Directions:
When you print the material, keep every line identical to the original.

------ Task inputs

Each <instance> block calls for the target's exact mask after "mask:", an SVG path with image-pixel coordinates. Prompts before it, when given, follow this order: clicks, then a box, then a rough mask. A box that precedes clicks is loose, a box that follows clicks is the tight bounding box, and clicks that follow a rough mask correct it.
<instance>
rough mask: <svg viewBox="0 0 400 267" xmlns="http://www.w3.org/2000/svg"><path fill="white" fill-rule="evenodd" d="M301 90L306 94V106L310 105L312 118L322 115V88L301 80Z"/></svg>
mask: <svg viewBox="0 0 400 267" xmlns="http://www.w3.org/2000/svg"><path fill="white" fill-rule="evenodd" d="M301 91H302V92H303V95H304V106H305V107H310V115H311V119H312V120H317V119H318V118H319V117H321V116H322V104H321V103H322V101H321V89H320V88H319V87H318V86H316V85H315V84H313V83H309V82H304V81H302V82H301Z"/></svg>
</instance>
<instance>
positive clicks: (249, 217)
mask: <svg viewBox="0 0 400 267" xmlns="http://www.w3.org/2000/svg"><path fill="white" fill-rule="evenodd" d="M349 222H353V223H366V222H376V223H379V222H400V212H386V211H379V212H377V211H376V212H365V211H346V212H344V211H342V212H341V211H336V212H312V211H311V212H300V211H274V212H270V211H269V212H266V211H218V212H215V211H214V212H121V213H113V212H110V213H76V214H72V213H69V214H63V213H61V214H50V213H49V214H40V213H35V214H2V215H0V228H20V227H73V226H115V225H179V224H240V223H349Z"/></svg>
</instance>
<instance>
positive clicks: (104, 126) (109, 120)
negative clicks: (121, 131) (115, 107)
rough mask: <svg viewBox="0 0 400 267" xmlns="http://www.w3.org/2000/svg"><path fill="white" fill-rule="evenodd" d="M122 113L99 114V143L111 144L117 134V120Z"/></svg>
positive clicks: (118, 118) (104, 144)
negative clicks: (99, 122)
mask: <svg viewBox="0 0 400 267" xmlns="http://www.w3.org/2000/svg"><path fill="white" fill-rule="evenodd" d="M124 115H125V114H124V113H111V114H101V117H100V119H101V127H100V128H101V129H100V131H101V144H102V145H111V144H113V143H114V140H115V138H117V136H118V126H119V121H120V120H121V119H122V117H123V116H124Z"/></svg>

------------

Worked solution:
Each <instance> block calls for the target's exact mask after "mask:", an SVG path with image-pixel coordinates. Prompts before it, when given, follow this order: clicks, then a box, then a rough mask. A box that precedes clicks is loose, a box that follows clicks is the tight bounding box, and clicks that follow a rough mask correct it.
<instance>
rough mask: <svg viewBox="0 0 400 267" xmlns="http://www.w3.org/2000/svg"><path fill="white" fill-rule="evenodd" d="M301 90L306 94V106L310 105L312 118L322 115V88L301 80Z"/></svg>
mask: <svg viewBox="0 0 400 267" xmlns="http://www.w3.org/2000/svg"><path fill="white" fill-rule="evenodd" d="M301 91H302V92H303V95H304V106H305V107H310V115H311V119H312V120H317V119H318V118H319V117H321V116H322V104H321V103H322V101H321V89H320V88H319V87H318V86H316V85H315V84H313V83H309V82H304V81H302V82H301Z"/></svg>
</instance>
<instance>
positive clicks: (249, 217)
mask: <svg viewBox="0 0 400 267" xmlns="http://www.w3.org/2000/svg"><path fill="white" fill-rule="evenodd" d="M349 222H353V223H366V222H376V223H379V222H400V212H386V211H379V212H377V211H376V212H365V211H346V212H344V211H342V212H341V211H336V212H312V211H311V212H300V211H274V212H270V211H269V212H266V211H218V212H215V211H214V212H121V213H113V212H110V213H76V214H72V213H69V214H63V213H61V214H50V213H49V214H40V213H35V214H2V215H0V228H20V227H73V226H115V225H179V224H240V223H349Z"/></svg>
</instance>
<instance>
positive clicks: (104, 126) (109, 120)
negative clicks: (121, 131) (115, 107)
rough mask: <svg viewBox="0 0 400 267" xmlns="http://www.w3.org/2000/svg"><path fill="white" fill-rule="evenodd" d="M122 113L99 114V143L111 144L117 134V120Z"/></svg>
positive clicks: (118, 118) (104, 144)
negative clicks: (99, 122)
mask: <svg viewBox="0 0 400 267" xmlns="http://www.w3.org/2000/svg"><path fill="white" fill-rule="evenodd" d="M124 115H125V114H124V113H111V114H101V117H100V119H101V127H100V128H101V129H100V131H101V144H102V145H111V144H113V143H114V140H115V138H117V136H118V126H119V121H120V120H121V119H122V117H123V116H124Z"/></svg>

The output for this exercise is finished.